TEKS BACAAN
========================================
Kalau Anda mengikuti pelajaran renang, maka adalah suatu kemutlakkan bagi seorang pelatih renang untuk melatih Anda dengan segala usaha dan mengerahkan segala kemampuannya agar Anda bisa berenang. Anda tentu tidak bisa berenang dengan hanya membaca buku panduan renang saja. Tetapi Anda harus menceburkan diri Anda ke dalam air dan mencoba bertarung dengan air agar tidak tenggelam. Bahkan, kadang-kadang, Anda harus menghadapi maut jika Anda berenang jauh meninggalkan pantai. Artinya, tidak bisa tidak, setiap orang harus pernah menghadapi kesulitan di dunia, sehingga ia bisa belajar menyelamatkan diri darinya.

Walaupun Anda telah membaca cukup panjang melihat pentingnya sebuah hambatan, tapi mungkin Anda akan bertanya lebih jauh lagi: Buat apa harus ada hambatan itu? Pertanyaan ini mungkin masih menyisakan rasa penasaran. Karena walaupun sudah sejauh ini kita membahas, mungkin masih saja ada yang masih tidak puas atau berharap yang namanya hambatan atau kesulitan itu tidak ada. Karena masih saja banyak orang-orang yang tidak melihat pentingnya hambatan itu, tapi justru merasa semakin sengsara dan menderita dengan adanya hambatan dan kesulitan hidup.

Jawaban pertama yang akan saya berikan adalah bahwa sesungguhnya kesulitan dan kenikmatan itu relatif sifatnya. Artinya, sewaktu musibah yang dialami seseorang itu dipandang sebagai suatu kenikmatan, maka ia dapat mengambil manfaat darinya, dan sewaktu ia menghadapi guncangan-guncangan yang muncul darinya dengan bersabar, maka sempurnalah jiwanya. Sedangkan bila ia menghindarinya, kemudian menjerit dan berkeluh-kesah, maka musibah itu akan betul-betul menjadi bencana.
========================================
[Cuplikan set data anotasi lokasi]
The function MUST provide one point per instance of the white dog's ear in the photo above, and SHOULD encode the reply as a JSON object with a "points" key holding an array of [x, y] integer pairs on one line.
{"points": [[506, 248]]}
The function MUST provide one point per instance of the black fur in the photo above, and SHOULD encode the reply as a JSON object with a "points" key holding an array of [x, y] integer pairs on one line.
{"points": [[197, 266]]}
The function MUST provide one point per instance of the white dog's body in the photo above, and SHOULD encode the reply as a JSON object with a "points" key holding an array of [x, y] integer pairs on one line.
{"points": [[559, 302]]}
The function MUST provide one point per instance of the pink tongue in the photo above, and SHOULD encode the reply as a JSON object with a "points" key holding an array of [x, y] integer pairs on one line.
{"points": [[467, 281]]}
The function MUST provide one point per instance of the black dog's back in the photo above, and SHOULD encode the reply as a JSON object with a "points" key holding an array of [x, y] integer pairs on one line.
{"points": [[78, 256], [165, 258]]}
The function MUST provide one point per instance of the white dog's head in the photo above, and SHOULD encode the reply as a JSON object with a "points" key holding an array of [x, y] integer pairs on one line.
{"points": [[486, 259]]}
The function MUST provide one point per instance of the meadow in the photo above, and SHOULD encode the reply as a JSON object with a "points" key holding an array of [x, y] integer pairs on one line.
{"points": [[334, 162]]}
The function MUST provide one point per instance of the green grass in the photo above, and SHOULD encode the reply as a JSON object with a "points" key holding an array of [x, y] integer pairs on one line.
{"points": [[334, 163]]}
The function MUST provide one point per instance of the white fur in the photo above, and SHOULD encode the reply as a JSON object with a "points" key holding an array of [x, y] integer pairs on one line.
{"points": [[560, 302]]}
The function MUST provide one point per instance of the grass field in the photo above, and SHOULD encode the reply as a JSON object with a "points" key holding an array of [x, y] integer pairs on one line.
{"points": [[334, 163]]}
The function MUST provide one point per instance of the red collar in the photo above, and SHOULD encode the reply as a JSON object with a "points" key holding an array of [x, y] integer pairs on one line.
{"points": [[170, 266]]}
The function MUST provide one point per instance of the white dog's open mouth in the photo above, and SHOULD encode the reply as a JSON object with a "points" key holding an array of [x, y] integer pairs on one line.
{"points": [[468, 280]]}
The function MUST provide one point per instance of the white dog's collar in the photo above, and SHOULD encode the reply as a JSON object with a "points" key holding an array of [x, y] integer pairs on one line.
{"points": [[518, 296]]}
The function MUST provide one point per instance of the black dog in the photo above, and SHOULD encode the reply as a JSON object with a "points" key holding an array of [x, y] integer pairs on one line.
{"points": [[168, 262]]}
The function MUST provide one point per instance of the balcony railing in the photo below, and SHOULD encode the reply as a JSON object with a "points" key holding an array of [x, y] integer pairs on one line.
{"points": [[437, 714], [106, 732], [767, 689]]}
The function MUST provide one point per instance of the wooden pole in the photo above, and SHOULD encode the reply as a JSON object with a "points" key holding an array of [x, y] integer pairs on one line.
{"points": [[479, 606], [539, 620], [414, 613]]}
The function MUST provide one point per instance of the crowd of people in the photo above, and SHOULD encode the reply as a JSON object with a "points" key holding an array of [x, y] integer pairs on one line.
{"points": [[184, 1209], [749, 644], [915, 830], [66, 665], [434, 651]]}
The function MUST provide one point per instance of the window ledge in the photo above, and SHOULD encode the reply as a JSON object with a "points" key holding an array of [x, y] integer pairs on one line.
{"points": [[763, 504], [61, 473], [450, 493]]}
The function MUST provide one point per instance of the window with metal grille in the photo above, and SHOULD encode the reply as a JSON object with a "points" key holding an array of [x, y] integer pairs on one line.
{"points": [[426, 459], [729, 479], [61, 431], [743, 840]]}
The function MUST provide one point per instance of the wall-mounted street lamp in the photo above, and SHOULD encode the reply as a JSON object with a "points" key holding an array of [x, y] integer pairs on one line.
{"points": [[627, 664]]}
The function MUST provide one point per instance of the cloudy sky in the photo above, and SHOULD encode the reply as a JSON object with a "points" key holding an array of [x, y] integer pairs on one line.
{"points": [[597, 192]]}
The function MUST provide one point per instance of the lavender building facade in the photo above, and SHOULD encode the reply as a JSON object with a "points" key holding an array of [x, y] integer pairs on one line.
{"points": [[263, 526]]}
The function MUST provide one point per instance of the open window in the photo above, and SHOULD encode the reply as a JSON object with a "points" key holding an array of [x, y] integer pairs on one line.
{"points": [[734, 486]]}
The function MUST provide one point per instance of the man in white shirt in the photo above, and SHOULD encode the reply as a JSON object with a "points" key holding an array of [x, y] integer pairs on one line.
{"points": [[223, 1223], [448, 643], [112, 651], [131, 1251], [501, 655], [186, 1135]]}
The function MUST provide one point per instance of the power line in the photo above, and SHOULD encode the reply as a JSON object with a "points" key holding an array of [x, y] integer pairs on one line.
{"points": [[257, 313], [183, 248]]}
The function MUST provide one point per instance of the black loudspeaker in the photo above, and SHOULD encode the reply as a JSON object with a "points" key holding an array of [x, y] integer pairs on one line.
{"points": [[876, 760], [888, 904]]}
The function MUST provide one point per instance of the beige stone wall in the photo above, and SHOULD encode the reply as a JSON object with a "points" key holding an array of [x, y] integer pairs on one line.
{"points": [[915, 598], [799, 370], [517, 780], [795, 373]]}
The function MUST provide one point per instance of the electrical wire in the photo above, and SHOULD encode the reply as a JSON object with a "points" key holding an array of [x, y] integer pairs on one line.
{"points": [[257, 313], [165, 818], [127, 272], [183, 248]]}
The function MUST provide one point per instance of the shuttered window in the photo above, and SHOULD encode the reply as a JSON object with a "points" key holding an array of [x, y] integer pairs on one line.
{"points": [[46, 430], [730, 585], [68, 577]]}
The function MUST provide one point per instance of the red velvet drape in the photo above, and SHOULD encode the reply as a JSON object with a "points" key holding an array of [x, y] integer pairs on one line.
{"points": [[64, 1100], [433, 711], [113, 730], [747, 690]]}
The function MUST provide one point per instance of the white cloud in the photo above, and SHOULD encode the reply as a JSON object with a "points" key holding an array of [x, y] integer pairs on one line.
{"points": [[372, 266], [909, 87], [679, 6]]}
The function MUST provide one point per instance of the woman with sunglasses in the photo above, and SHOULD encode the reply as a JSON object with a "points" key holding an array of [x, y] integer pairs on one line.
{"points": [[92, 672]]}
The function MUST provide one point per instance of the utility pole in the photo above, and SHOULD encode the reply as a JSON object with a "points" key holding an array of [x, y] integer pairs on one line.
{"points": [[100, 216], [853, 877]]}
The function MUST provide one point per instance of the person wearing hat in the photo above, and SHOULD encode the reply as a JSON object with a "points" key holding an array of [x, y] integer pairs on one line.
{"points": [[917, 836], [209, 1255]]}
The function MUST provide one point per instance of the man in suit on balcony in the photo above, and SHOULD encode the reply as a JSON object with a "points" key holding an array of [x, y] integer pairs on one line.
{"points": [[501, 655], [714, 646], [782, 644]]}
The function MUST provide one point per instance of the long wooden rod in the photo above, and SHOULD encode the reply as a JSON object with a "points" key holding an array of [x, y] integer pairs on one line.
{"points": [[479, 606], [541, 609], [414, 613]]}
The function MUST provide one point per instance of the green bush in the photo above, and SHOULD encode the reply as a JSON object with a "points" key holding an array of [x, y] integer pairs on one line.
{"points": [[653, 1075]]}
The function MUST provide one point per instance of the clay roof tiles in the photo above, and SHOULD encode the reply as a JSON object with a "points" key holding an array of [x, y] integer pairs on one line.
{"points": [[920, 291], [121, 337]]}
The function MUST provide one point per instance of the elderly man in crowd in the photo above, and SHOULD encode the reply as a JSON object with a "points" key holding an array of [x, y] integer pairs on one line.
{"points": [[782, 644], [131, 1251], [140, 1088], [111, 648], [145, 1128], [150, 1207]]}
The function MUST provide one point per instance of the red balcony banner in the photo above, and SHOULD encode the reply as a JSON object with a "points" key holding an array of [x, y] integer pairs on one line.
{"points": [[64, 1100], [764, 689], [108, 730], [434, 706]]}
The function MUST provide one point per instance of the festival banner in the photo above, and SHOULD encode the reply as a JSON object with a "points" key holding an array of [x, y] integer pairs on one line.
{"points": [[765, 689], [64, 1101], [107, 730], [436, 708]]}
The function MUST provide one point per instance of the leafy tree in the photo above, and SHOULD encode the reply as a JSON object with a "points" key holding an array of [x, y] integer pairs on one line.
========================================
PETUNJUK
[A] Tuliskan ulang tanpa perubahan bagian teks bacaan tentang hambatan hidup, mulai dari kata-kata "Jawaban pertama yang" dan berhenti sesudah "betul-betul menjadi bencana.".
[B] Daftarkan semua baris entri yang memuat kata "wall", dan salin setiap baris itu secara utuh.
Teks bacaan dan entri-entri itu tidak saling berhubungan.

JAWABAN YANG DIHARAPKAN
[A]
Jawaban pertama yang akan saya berikan adalah bahwa sesungguhnya kesulitan dan kenikmatan itu relatif sifatnya. Artinya, sewaktu musibah yang dialami seseorang itu dipandang sebagai suatu kenikmatan, maka ia dapat mengambil manfaat darinya, dan sewaktu ia menghadapi guncangan-guncangan yang muncul darinya dengan bersabar, maka sempurnalah jiwanya. Sedangkan bila ia menghindarinya, kemudian menjerit dan berkeluh-kesah, maka musibah itu akan betul-betul menjadi bencana.

[B]
The function MUST provide one point per instance of the wall-mounted street lamp in the photo above, and SHOULD encode the reply as a JSON object with a "points" key holding an array of [x, y] integer pairs on one line.
The function MUST provide one point per instance of the beige stone wall in the photo above, and SHOULD encode the reply as a JSON object with a "points" key holding an array of [x, y] integer pairs on one line.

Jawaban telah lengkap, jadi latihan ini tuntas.